--- Begin Listed records ---
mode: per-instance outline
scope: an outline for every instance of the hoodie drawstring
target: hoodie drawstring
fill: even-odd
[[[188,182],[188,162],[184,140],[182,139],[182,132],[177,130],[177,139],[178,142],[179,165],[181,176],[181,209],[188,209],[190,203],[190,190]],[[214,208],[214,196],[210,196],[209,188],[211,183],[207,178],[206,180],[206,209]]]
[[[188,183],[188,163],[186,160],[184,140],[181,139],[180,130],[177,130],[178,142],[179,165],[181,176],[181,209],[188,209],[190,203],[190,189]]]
--- End Listed records ---
**Your instructions:**
Reproduce all of the material above with no changes.

**Answer to this task:**
mode: per-instance outline
scope: an outline for every instance of the hoodie drawstring
target: hoodie drawstring
fill: even-odd
[[[188,182],[188,162],[184,140],[182,139],[182,132],[177,130],[177,139],[178,142],[179,165],[181,176],[181,209],[188,209],[190,203],[190,190]],[[214,208],[214,196],[210,196],[209,188],[211,183],[207,178],[206,180],[206,209]]]
[[[188,183],[188,163],[186,160],[184,140],[181,139],[180,130],[177,130],[178,142],[179,165],[181,176],[181,209],[188,209],[190,203],[190,189]]]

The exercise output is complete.